» **Bloco de texto**
==========

BENEDICT CUMBERBATCH: Como todos os entrevistadores, eu deveria em primeiro lugar agradecer a você, Tom, por ter este tempo.
TOM HIDDLESTON: [risos] Obrigado, Benedict. Nós deveríamos agradecer um ao outro por nosso tempo. Pelo resto de nossas vidas.
CUMBERBATCH: E então, no típico costume britânico, deveríamos pedir desculpas por tudo também.
HIDDLESTON: Lamento por perturbar você.
CUMBERBATCH: Lamento mais do que você.
HIDDLESTON: [risos] Como você se sente quanto a…
CUMBERBATCH: Meu papel como jornalista?
HIDDLESTON: Me sinto em conflito. [risos]
CUMBERBATCH: Eu sinto que meu papel aqui é muito mais como um amigo de verdade do que um jornalista. Não haverá bolas curvas, eu prometo. Mas só para começarmos como é colocar o cabelo e chifres, trabalhar com Chris [Hemsworth] novamente, e trabalhar na Austrália com Taika [Waititi], seu diretor?
HIDDLESTON: Bem, é muito excitante porque eu não interpretei o Loki por quatro anos. A última vez em que usei o figurino foi na San Diego Comic-Con em 2013.
CUMBERBATCH: Você tá brincando!
HIDDLESTON: A melhor coisa sobre isso, honestamente, é trabalhar com Chris de novo. Eu o encontrei pela primeira vez na casa de Kenneth Branagh na Inglaterra em 2009. Nos éramos meras crianças, no começo de nossas jornadas na atuação. Fizemos uma conexão instantânea, e tem sido extraordinário compartilhar esta viagem com ele — esta jornada louca com a Marvel. Anthony Hopkins esteve no set esta semana. E Taika Waititi é magnífico. Ele achou uma maneira de honrar tudo que veio antes mas fazendo a coisa própria dele. E ele é tão engraçado. Os filmes dele — e se não o fez, deve procurá-los: O Que Fazemos Nas Sombras, Hunt for the Wilderpeople — eles têm essa combinação de alegre, bom humor e emoção. São muito comoventes. Todo mundo está muito feliz. E claro, só estamos no começo.
CUMBERBATCH: Quantas semanas mais você ainda tem que trabalhar?
HIDDLESTON: Eu estarei aqui até o começo de novembro.

==========

» **Linhas fornecidas**

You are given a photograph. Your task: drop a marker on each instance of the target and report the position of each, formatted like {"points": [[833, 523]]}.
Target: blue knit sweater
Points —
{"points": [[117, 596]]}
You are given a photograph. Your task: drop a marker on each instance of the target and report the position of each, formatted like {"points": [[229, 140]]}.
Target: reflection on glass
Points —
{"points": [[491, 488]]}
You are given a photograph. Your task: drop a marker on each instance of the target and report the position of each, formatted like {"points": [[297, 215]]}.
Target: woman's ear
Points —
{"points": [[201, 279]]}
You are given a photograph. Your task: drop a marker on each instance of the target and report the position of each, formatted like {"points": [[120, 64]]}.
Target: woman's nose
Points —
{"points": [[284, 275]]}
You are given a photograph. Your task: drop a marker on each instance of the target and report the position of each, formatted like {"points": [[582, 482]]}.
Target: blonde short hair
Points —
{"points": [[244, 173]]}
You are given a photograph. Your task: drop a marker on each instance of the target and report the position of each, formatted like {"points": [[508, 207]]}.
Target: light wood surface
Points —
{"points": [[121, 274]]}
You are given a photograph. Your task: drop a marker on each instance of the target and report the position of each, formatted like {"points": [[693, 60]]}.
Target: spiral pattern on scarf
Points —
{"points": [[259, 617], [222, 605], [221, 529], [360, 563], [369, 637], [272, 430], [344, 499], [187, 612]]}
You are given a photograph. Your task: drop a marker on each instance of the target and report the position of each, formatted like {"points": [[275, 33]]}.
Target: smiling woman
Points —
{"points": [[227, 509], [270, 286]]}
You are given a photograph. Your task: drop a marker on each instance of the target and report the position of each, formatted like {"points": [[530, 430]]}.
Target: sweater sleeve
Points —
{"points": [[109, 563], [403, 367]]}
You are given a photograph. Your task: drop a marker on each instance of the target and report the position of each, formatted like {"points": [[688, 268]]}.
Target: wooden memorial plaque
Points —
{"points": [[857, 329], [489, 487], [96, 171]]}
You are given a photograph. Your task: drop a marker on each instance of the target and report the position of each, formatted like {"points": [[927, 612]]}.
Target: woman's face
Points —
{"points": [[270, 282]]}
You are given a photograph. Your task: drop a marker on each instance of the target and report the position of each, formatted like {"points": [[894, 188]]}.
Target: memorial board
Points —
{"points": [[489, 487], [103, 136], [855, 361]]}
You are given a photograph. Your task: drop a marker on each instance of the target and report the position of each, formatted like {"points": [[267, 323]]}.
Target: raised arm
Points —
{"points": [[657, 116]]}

==========

» **Tarefas propostas**
1) Segundo a entrevista, em que ocasião e em que ano Hiddleston usou pela última vez o figurino de Loki?
2) Enumere todas as pessoas citadas pelo nome na entrevista, excluindo os dois interlocutores.
3) Prossiga a entrevista a partir da última fala de Hiddleston.
As linhas foram obtidas de outra fonte.

» **Respostas**
1) Na San Diego Comic-Con, em 2013.

2) Chris Hemsworth, Taika Waititi, Kenneth Branagh e Anthony Hopkins.

3)
CUMBERBATCH: Saquei, você ainda tem um longo caminho. Então você está tendo um inverno australiano, que eu imagino que é adorável para caramba comparado a um inverno inglês.
HIDDLESTON: [risos] É o que eles vivem dizendo. Nós estamos na costa de Queensland, e tirando o fato de que o sol se põe muito cedo e muito rápido, tem sido céus azuis e brilho do sol. É preferível para minha pele céltica ao verão deles. Eu estava aqui exatamente no mesmo lugar em janeiro fazendo Kong: A Ilha da Caveira que foi adorável mas incrivelmente quente.
CUMBERBATCH: É uma boa transição sem pausa. Vamos falar sobre isso, desde que essa foi sua última excursão. Você teve condições muito severas — acho que foi Vietnã onde você estava filmando na selva, e depois um verão australiano muito quente.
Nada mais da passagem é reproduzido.